Every line below that has "fixture" in it should be copied.

[Saved data entries]
___
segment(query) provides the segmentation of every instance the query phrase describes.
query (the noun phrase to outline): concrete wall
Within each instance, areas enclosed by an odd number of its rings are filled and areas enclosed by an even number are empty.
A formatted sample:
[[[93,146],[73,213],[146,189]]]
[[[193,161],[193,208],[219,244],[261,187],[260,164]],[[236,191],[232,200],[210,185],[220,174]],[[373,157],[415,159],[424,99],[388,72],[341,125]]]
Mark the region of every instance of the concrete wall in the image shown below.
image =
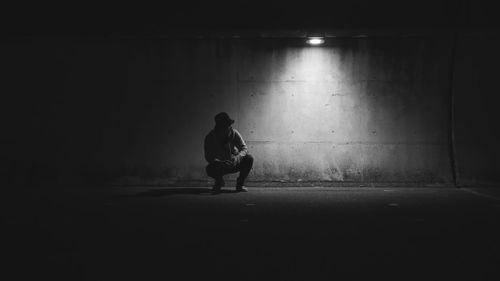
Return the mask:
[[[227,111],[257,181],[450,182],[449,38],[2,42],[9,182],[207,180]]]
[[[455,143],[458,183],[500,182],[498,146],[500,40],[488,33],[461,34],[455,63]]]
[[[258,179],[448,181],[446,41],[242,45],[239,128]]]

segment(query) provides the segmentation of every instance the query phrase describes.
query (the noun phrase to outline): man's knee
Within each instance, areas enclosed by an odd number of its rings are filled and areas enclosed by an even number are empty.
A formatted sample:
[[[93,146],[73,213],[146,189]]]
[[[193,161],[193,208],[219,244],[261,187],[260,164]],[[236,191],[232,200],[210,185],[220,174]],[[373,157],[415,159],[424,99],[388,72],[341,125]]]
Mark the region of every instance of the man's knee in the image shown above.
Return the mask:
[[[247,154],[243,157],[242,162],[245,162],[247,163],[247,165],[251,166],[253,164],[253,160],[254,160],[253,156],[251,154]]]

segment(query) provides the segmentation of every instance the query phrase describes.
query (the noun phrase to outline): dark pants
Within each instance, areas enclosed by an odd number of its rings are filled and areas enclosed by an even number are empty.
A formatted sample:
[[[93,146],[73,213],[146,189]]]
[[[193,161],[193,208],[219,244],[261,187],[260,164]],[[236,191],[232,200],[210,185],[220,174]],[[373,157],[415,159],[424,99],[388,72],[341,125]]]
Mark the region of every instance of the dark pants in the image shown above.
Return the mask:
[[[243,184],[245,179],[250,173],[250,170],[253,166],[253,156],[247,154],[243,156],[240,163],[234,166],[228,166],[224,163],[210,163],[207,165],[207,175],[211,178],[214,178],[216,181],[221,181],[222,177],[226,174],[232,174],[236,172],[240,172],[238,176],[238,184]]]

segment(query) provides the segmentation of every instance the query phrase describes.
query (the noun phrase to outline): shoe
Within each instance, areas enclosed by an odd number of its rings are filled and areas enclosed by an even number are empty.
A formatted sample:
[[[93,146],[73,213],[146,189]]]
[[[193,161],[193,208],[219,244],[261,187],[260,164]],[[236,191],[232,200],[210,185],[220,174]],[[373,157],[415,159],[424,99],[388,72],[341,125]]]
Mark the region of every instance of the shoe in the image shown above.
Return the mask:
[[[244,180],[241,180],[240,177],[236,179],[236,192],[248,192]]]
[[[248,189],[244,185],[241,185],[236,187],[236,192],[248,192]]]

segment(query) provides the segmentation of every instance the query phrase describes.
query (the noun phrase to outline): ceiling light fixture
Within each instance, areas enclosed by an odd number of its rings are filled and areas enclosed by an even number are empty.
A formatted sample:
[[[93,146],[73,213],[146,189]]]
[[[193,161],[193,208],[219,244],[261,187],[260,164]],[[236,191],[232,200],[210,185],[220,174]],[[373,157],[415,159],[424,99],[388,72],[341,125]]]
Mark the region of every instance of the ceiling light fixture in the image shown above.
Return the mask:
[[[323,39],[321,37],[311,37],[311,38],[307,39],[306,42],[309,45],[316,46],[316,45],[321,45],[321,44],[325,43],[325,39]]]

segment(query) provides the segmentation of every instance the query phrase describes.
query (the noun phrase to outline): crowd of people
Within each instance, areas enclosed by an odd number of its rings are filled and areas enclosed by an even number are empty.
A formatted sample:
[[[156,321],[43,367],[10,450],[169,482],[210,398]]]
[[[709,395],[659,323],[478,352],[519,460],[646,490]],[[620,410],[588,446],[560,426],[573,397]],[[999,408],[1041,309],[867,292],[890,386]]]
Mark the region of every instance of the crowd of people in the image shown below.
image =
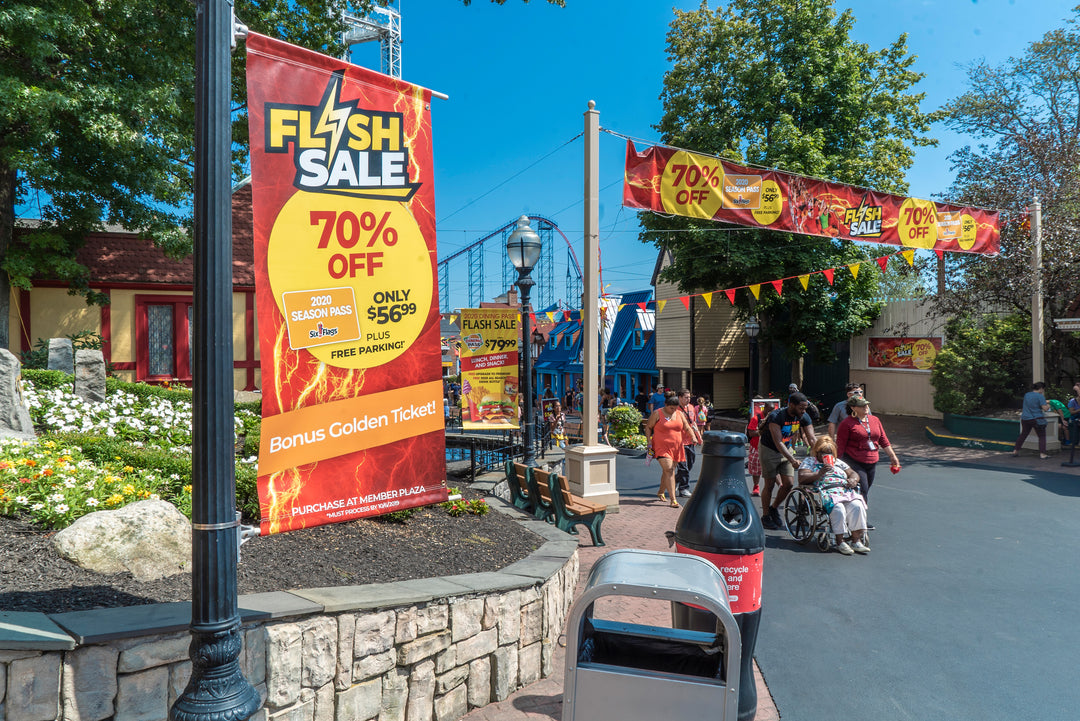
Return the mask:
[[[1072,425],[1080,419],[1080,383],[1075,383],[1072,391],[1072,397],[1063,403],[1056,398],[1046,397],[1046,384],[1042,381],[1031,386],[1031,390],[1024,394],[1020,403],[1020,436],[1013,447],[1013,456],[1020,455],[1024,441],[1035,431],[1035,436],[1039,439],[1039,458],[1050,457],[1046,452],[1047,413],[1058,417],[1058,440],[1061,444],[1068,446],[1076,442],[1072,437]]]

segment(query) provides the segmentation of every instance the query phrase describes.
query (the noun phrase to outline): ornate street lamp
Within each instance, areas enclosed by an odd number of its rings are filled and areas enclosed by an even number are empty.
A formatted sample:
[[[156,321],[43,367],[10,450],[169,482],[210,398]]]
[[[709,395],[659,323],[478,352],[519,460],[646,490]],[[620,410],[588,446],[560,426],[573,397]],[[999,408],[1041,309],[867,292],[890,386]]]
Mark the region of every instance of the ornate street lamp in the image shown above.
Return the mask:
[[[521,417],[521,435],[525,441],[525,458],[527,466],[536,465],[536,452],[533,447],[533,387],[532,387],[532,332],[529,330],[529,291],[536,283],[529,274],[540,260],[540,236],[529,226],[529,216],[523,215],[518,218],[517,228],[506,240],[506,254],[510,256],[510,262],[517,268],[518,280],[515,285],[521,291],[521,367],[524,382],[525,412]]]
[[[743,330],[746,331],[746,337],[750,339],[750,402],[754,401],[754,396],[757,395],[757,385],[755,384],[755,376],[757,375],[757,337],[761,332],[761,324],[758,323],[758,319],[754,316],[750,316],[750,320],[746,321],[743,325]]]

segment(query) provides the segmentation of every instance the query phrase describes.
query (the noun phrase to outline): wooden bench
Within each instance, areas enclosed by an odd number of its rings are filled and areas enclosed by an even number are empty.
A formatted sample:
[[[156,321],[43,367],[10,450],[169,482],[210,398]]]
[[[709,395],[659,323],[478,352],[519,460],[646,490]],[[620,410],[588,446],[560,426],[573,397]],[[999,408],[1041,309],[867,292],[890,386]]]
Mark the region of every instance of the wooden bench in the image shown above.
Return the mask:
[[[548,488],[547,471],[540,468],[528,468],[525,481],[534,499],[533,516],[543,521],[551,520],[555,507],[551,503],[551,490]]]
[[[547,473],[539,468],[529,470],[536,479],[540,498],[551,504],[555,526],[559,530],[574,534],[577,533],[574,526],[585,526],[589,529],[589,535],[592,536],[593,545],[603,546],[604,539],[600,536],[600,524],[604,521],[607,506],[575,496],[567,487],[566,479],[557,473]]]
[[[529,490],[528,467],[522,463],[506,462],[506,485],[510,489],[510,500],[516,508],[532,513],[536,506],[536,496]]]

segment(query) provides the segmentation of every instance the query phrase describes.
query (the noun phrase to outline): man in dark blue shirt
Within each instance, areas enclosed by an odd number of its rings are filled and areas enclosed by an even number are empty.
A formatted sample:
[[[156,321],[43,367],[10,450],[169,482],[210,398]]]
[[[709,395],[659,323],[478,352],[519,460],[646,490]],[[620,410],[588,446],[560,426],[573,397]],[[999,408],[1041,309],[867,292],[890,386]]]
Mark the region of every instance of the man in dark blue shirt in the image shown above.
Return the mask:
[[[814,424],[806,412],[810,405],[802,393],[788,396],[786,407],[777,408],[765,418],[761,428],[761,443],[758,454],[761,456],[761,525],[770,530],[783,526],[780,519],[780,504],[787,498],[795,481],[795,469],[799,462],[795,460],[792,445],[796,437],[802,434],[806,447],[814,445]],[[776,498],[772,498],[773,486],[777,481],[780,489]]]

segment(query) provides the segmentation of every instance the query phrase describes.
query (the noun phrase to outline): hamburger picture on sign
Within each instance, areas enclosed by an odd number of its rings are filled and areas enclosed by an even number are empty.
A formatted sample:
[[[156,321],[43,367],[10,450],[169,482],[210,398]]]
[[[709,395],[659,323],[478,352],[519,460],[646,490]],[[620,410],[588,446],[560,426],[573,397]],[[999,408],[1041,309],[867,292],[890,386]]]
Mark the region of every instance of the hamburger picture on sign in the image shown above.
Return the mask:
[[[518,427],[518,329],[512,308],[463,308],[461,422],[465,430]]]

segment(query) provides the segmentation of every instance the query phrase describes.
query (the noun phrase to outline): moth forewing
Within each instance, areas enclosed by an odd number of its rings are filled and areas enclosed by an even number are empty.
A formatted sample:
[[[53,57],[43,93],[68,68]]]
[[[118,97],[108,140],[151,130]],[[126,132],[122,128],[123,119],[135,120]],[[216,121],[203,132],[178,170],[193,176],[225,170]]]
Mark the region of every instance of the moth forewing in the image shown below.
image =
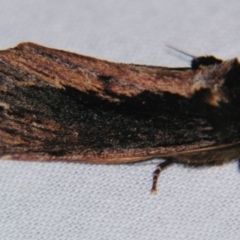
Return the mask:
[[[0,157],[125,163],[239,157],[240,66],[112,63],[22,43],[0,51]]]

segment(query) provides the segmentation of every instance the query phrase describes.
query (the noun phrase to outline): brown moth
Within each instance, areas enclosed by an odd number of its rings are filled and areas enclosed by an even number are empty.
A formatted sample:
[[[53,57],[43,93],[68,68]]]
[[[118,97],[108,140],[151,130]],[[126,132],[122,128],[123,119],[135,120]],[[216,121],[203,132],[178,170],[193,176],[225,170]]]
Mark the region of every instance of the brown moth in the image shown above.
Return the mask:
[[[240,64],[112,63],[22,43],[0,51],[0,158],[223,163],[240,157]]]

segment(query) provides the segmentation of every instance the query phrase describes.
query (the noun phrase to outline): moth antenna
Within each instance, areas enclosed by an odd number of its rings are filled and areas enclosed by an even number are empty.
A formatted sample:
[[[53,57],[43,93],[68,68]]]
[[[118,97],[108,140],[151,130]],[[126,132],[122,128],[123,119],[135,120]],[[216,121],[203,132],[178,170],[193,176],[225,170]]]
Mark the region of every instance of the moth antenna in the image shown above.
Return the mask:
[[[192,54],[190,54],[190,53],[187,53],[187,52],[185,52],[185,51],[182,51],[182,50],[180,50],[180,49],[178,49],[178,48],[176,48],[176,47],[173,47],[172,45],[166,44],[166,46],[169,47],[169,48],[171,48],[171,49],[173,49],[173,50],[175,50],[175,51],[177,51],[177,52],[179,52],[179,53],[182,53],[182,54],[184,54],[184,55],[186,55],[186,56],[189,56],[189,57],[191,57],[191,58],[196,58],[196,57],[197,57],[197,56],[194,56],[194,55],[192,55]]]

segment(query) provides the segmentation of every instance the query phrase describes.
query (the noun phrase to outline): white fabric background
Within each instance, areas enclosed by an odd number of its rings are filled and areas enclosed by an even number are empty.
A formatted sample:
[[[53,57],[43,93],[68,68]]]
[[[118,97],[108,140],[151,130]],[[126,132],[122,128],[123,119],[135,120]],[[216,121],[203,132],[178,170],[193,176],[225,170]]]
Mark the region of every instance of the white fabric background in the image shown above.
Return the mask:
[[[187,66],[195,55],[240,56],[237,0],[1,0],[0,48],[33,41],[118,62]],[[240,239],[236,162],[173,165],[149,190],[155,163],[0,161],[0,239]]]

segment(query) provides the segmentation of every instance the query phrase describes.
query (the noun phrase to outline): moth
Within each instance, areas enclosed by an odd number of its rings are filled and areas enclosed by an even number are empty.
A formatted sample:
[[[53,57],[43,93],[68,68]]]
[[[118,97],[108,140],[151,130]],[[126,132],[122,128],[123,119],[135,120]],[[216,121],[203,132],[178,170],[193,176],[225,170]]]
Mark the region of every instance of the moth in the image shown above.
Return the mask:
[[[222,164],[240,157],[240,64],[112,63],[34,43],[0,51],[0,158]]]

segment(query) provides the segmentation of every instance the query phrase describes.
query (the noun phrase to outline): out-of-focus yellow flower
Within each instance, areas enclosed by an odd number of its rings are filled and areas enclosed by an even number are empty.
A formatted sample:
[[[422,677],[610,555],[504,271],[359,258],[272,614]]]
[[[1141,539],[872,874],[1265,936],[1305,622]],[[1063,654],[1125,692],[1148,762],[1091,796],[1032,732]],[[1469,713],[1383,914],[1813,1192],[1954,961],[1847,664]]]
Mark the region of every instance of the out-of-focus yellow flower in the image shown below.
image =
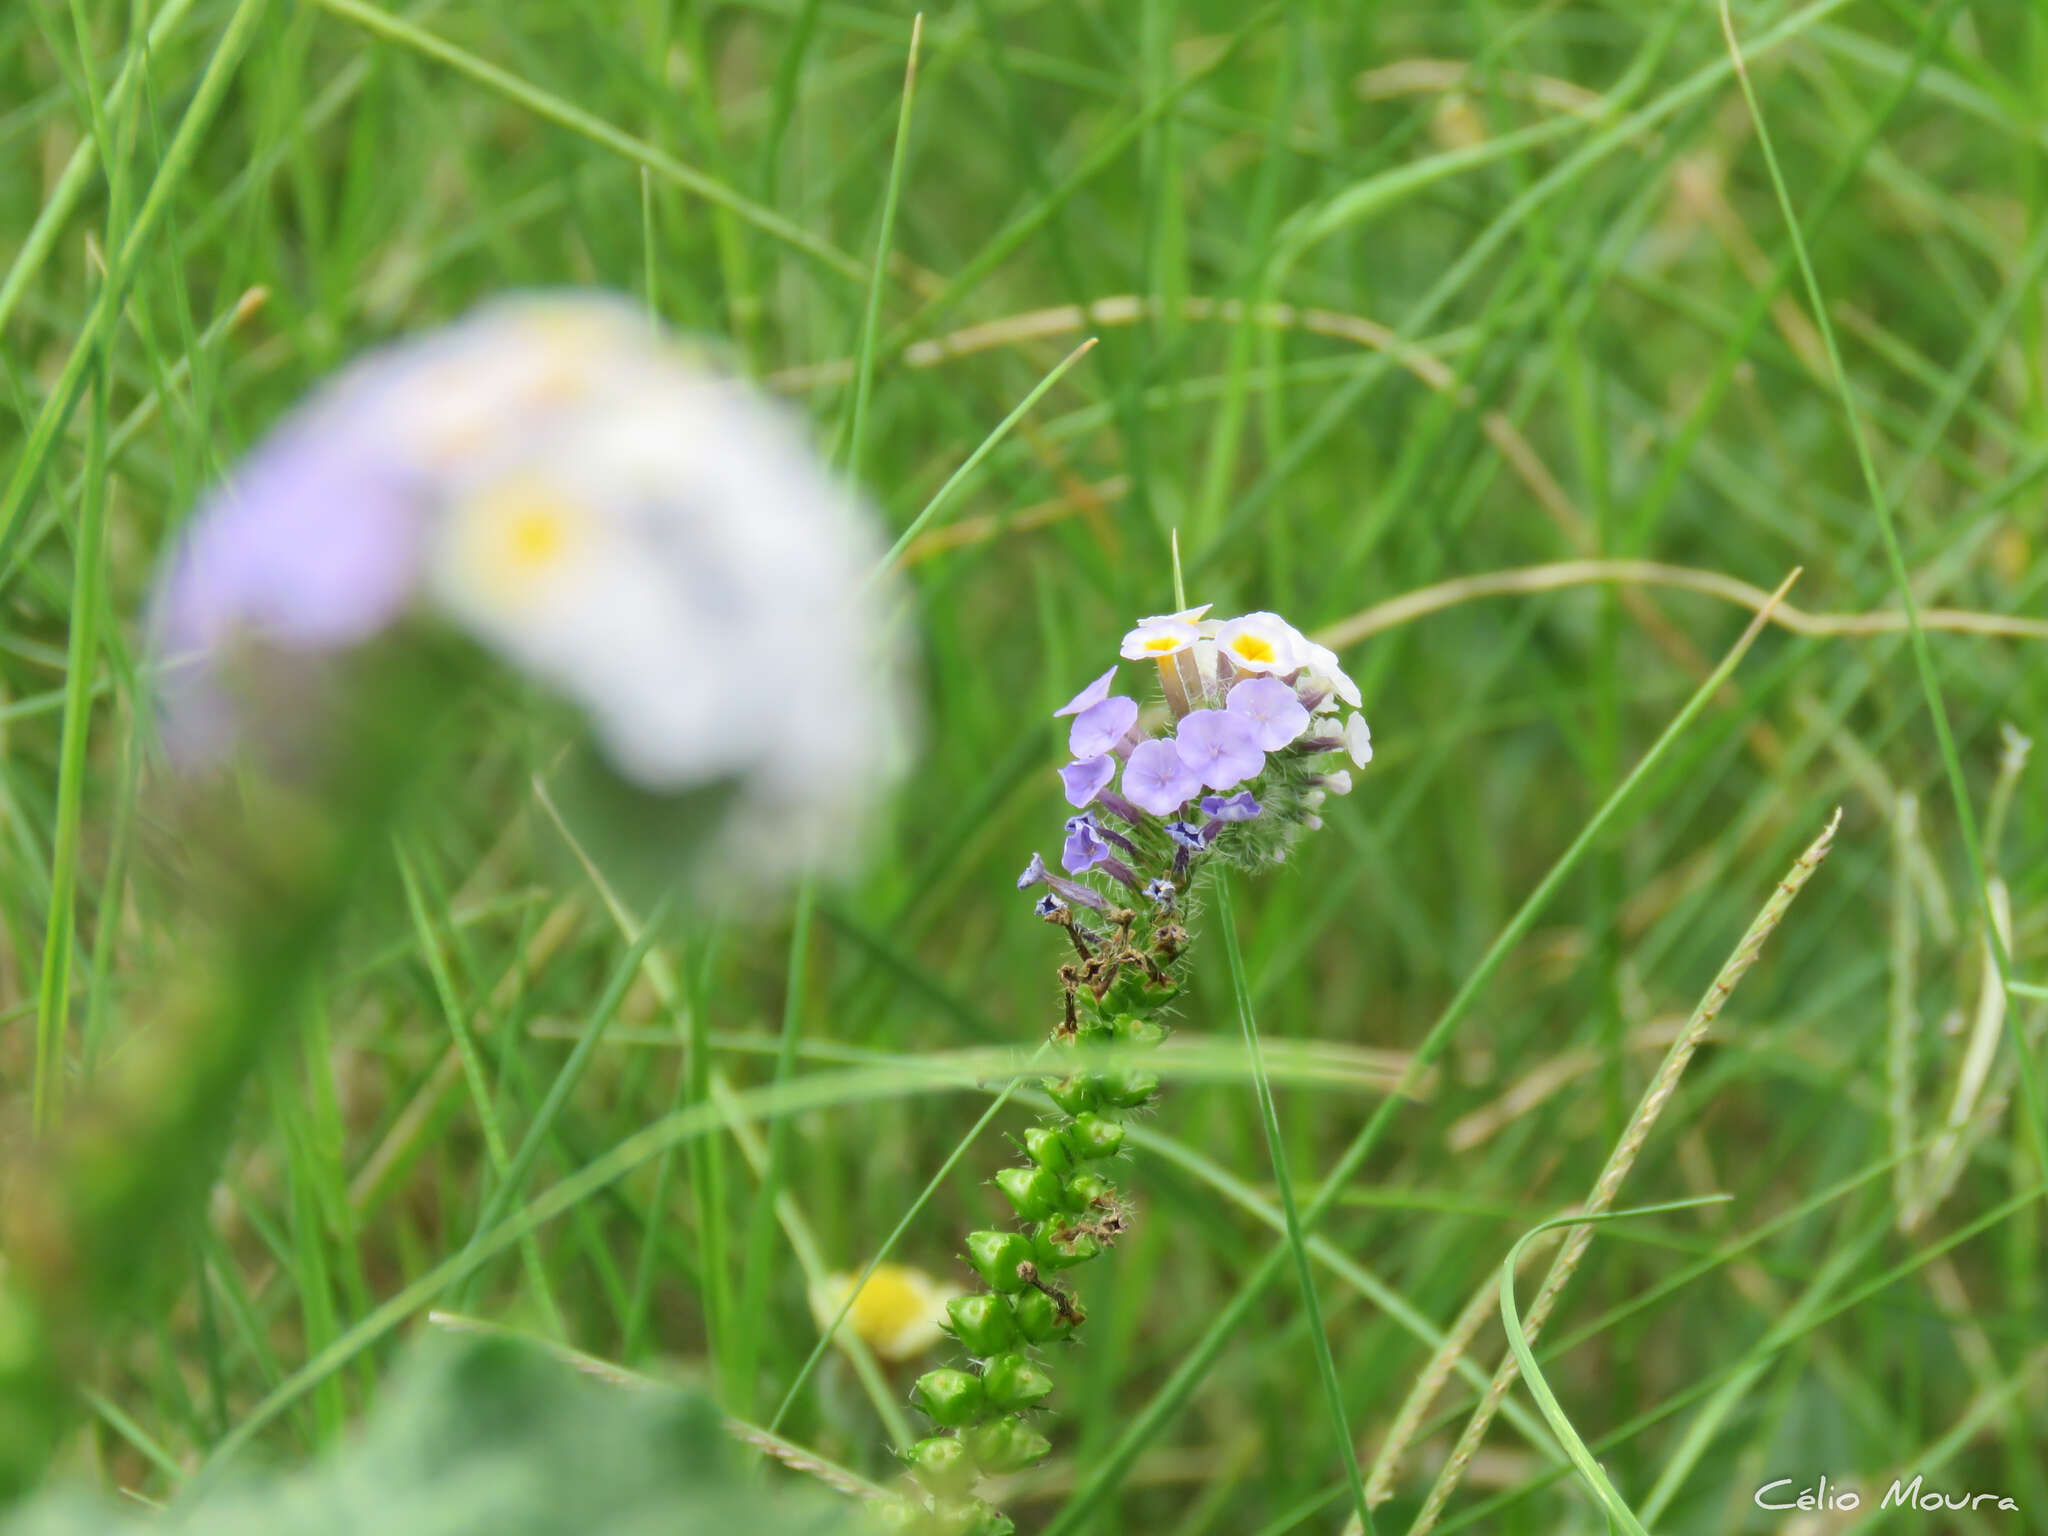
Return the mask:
___
### Output of the task:
query (the noun phrase to outline): ceiling light fixture
Mark the region of every instance of the ceiling light fixture in the image shown above.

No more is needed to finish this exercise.